Brief:
Copy out the final stretch of the listing: the line that contains "of the roof" and all lines after it, exactly as they appear.

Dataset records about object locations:
•••••

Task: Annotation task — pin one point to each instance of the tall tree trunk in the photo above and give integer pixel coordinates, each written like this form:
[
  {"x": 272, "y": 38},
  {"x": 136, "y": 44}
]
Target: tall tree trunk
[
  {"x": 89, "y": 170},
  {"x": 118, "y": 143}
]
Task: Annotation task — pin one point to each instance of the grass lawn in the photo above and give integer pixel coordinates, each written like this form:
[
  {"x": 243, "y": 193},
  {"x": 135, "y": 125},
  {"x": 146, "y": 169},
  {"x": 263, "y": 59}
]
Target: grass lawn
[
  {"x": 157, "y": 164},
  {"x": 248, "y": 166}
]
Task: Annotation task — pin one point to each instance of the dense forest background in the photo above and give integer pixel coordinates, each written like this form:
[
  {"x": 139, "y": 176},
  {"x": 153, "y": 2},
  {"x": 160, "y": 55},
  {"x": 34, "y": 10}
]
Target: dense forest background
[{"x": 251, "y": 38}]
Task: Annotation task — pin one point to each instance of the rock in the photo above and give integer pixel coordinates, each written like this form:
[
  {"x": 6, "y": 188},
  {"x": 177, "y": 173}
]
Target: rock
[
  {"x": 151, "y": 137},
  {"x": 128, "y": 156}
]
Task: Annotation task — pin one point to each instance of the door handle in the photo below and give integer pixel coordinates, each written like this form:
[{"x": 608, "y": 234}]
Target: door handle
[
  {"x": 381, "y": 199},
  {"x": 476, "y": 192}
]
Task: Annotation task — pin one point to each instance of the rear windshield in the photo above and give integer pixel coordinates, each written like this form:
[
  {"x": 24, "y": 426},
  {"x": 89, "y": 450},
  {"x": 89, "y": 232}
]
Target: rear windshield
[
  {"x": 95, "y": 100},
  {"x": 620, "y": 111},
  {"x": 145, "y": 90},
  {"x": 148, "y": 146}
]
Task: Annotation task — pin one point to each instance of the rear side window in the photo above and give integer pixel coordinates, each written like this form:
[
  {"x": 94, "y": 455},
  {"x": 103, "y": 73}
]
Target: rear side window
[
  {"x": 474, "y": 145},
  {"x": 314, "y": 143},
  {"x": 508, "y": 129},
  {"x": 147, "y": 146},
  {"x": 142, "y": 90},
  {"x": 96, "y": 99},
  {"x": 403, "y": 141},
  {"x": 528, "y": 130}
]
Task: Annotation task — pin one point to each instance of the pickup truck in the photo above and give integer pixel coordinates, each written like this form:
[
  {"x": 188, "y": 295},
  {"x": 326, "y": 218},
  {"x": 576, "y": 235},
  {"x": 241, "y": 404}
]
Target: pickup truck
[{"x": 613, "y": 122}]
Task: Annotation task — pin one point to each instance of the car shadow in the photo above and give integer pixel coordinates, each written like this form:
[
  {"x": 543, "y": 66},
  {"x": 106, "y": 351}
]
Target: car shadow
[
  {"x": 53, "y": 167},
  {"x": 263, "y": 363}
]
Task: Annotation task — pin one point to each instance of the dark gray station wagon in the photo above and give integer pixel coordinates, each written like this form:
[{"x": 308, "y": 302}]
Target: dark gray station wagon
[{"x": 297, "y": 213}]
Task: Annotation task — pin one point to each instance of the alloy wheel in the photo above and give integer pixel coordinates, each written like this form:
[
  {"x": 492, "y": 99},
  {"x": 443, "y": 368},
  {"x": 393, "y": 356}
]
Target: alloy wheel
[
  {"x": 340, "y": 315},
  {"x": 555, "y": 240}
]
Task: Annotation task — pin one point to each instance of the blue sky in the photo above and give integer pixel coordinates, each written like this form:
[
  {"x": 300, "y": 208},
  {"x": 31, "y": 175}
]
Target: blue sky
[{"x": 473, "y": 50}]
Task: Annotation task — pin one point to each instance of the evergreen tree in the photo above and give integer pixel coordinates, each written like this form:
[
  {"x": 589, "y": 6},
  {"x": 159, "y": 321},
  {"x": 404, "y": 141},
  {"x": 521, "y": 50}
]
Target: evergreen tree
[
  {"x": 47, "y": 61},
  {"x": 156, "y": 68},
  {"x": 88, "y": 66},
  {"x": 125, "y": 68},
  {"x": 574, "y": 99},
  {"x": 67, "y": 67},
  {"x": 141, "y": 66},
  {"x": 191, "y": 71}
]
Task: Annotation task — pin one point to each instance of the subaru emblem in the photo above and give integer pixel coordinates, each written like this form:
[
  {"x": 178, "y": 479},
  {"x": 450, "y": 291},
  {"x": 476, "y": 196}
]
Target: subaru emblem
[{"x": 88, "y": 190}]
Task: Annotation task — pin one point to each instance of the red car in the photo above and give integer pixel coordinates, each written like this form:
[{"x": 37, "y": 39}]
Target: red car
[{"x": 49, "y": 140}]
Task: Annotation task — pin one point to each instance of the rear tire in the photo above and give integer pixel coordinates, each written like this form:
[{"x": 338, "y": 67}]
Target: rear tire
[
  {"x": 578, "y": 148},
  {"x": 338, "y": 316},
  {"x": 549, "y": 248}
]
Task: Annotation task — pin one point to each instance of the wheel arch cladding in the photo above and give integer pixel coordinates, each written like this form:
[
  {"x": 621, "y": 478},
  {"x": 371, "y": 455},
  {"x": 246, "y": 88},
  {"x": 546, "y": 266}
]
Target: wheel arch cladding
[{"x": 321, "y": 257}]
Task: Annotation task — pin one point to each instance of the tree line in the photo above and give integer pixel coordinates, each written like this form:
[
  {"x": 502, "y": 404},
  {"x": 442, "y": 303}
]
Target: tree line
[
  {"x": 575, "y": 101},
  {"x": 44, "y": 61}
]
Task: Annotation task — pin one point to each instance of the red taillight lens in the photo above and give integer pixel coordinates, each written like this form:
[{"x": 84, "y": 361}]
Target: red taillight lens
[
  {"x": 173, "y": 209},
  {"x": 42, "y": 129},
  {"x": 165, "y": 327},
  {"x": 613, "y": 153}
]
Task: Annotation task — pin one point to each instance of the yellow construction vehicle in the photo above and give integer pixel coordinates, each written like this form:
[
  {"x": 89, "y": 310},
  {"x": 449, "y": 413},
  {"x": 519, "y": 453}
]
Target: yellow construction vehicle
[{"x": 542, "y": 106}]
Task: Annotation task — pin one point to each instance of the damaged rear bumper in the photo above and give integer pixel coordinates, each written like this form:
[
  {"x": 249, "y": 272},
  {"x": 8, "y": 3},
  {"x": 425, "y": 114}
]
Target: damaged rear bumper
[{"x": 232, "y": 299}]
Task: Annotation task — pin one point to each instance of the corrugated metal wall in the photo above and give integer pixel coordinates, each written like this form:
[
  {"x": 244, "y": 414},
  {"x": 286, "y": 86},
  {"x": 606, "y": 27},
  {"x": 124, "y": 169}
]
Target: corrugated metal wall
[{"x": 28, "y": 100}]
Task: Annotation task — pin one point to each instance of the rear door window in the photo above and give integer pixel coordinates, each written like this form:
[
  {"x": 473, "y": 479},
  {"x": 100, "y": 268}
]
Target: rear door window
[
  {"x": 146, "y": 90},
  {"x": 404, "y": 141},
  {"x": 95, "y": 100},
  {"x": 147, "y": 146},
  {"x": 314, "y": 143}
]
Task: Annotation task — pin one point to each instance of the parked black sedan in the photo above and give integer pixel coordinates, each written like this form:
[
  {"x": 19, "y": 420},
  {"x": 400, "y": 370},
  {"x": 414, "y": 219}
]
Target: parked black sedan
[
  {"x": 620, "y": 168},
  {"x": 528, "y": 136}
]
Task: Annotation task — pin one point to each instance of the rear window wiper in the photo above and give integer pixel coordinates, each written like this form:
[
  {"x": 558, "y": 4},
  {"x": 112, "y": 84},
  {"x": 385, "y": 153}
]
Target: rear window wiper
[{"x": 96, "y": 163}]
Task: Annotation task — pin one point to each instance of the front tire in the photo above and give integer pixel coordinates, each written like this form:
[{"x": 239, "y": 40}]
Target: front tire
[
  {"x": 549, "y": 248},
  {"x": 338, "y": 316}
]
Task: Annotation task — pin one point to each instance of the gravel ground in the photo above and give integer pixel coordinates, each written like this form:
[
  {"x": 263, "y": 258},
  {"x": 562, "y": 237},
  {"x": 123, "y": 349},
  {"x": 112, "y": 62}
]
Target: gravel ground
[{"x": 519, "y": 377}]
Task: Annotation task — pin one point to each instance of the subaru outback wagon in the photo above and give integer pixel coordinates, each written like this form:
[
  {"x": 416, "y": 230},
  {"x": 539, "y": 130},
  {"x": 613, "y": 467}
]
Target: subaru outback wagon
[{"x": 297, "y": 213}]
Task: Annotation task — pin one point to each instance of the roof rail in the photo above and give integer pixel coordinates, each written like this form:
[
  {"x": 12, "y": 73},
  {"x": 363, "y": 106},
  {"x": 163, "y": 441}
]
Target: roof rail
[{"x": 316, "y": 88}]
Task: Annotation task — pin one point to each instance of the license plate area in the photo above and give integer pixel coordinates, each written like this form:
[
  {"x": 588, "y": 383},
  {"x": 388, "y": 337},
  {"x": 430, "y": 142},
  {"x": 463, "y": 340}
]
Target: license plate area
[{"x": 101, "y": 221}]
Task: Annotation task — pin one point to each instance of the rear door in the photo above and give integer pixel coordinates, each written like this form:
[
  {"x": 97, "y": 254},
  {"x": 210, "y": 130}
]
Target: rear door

•••••

Written answer:
Task: Annotation task — pin one point to each instance of the roof rail in the photo above and give integer pixel coordinates, each written like this form:
[
  {"x": 12, "y": 73},
  {"x": 363, "y": 106},
  {"x": 163, "y": 441}
]
Target: roof rail
[{"x": 316, "y": 88}]
Task: Annotation task — pin one point to each instance of the license plate area in the photo above and give integer pixel coordinates, each written like this form:
[
  {"x": 588, "y": 383},
  {"x": 388, "y": 337},
  {"x": 430, "y": 142},
  {"x": 463, "y": 340}
]
Target: license plate area
[{"x": 101, "y": 221}]
Task: Annotation task — pin one point to each instance of the rear door in the photo above and give integer pixel coordinates, each written like this form:
[
  {"x": 97, "y": 254},
  {"x": 210, "y": 130}
]
Target: rear door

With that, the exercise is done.